[BEGIN EXERCISE MATERIAL]

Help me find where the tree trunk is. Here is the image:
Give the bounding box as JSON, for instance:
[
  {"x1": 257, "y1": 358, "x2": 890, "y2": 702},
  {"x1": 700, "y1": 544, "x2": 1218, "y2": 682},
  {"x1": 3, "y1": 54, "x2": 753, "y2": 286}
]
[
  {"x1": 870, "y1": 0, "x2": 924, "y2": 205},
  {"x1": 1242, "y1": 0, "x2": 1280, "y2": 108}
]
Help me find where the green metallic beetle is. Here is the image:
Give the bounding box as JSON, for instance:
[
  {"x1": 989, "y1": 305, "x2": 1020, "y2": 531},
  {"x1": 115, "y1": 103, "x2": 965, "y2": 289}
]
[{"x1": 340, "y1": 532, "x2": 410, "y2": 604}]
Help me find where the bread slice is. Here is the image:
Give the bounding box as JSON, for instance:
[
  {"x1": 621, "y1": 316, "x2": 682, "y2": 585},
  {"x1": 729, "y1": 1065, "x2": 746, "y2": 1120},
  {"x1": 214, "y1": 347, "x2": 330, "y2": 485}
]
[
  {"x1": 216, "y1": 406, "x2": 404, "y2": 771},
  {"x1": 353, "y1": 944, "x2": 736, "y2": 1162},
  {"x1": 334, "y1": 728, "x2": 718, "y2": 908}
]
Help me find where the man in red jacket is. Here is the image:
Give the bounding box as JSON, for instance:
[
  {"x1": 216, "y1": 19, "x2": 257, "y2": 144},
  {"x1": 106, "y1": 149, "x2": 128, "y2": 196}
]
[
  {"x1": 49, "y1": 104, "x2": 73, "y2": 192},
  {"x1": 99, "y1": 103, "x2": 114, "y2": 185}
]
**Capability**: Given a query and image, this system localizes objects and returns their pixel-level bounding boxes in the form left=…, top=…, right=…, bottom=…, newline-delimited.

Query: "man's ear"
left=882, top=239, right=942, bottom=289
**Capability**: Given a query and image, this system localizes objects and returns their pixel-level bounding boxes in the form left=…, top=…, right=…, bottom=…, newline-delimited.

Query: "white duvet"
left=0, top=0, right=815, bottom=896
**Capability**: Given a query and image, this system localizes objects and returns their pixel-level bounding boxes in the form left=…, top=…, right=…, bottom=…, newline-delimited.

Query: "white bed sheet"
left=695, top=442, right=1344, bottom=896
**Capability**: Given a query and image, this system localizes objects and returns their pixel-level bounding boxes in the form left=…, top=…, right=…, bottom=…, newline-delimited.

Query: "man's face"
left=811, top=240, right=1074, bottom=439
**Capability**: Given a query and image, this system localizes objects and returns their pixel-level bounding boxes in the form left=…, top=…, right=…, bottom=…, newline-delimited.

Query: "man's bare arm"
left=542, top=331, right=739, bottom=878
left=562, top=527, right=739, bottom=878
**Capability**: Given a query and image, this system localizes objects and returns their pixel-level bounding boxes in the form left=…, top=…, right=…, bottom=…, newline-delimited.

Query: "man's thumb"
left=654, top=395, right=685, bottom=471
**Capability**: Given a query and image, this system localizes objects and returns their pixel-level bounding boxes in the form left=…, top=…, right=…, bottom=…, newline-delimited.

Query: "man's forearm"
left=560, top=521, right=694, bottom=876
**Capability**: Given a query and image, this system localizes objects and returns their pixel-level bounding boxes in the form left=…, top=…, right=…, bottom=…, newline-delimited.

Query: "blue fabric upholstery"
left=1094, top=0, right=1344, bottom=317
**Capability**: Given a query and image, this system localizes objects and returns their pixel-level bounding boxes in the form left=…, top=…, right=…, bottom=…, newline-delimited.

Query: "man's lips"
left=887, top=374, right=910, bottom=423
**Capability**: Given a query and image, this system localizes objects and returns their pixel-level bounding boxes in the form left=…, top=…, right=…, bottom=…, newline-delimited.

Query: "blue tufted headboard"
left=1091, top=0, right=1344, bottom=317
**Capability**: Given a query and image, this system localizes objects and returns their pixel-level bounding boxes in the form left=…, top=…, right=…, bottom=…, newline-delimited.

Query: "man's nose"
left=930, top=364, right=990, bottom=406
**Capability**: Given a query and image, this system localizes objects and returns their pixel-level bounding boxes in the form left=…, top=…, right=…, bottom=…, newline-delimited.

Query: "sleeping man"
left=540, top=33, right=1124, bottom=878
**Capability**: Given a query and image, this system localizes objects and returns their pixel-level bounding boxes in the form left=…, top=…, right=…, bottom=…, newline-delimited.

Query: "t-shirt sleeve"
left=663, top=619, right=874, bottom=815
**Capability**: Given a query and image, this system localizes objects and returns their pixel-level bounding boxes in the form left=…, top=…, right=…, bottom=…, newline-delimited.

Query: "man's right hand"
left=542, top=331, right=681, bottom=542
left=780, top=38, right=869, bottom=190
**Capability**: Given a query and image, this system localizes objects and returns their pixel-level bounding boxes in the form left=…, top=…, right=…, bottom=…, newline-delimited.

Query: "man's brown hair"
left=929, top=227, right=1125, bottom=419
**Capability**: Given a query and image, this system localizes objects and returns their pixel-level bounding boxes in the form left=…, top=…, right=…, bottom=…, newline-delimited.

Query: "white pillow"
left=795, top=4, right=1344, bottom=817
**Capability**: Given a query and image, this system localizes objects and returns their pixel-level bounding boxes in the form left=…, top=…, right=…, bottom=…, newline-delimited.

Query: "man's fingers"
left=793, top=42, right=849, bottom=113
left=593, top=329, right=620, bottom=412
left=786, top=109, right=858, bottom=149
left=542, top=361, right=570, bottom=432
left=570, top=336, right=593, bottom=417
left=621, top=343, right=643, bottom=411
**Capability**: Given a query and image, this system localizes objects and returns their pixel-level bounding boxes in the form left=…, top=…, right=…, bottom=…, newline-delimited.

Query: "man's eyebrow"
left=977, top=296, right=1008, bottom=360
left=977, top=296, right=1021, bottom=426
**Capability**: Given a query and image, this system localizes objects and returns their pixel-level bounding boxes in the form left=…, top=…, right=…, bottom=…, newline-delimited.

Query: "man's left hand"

[END EXERCISE MATERIAL]

Please list every line of the data above that contains the string "where". Case counts.

Help me find where the tree trunk is. Here is the image:
Help me find where the green metallic beetle is. Here is the image:
Help me find where the bread slice is. Here is the image:
Help me find where the man in red jacket is. Here is the image:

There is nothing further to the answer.